Entries supplied ->
□ □ □

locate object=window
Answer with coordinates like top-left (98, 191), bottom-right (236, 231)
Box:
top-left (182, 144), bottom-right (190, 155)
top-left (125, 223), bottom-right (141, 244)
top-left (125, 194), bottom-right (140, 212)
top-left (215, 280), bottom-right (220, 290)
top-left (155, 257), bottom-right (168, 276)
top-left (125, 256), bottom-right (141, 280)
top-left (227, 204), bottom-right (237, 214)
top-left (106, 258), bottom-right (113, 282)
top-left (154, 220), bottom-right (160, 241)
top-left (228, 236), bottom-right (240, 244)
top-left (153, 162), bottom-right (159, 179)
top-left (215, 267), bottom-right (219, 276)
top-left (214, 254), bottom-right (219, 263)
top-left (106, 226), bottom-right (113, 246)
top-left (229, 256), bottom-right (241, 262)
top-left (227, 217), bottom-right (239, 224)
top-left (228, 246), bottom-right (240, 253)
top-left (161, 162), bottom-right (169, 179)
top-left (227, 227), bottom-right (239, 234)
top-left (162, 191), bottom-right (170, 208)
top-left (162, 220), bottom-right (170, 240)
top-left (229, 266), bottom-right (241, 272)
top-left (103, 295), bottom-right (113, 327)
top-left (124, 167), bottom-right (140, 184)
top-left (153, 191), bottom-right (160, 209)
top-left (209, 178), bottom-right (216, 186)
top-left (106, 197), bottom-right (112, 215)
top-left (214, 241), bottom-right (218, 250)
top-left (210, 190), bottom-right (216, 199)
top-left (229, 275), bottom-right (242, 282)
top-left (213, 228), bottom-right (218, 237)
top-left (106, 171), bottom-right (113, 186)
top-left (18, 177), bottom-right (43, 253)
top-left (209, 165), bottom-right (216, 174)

□ □ □

Task objective -> Here you need to write out the listing above exactly, from its first line to its last.

Task response ->
locate object=window
Answer with coordinates like top-left (98, 191), bottom-right (236, 231)
Box:
top-left (182, 144), bottom-right (190, 155)
top-left (125, 223), bottom-right (141, 244)
top-left (125, 194), bottom-right (140, 212)
top-left (215, 280), bottom-right (220, 290)
top-left (155, 257), bottom-right (168, 276)
top-left (125, 256), bottom-right (141, 280)
top-left (227, 204), bottom-right (237, 214)
top-left (106, 258), bottom-right (113, 282)
top-left (154, 220), bottom-right (160, 241)
top-left (228, 236), bottom-right (240, 244)
top-left (153, 162), bottom-right (159, 179)
top-left (215, 267), bottom-right (219, 276)
top-left (214, 254), bottom-right (219, 263)
top-left (106, 226), bottom-right (113, 246)
top-left (229, 256), bottom-right (241, 262)
top-left (227, 217), bottom-right (239, 224)
top-left (228, 246), bottom-right (240, 253)
top-left (161, 162), bottom-right (169, 179)
top-left (227, 227), bottom-right (239, 234)
top-left (162, 191), bottom-right (170, 208)
top-left (162, 220), bottom-right (170, 240)
top-left (229, 266), bottom-right (241, 272)
top-left (103, 295), bottom-right (113, 327)
top-left (124, 167), bottom-right (140, 184)
top-left (153, 191), bottom-right (160, 209)
top-left (209, 178), bottom-right (216, 186)
top-left (106, 197), bottom-right (112, 215)
top-left (214, 241), bottom-right (218, 250)
top-left (210, 190), bottom-right (216, 199)
top-left (229, 275), bottom-right (242, 282)
top-left (213, 228), bottom-right (218, 237)
top-left (106, 171), bottom-right (113, 186)
top-left (18, 177), bottom-right (43, 253)
top-left (209, 165), bottom-right (216, 174)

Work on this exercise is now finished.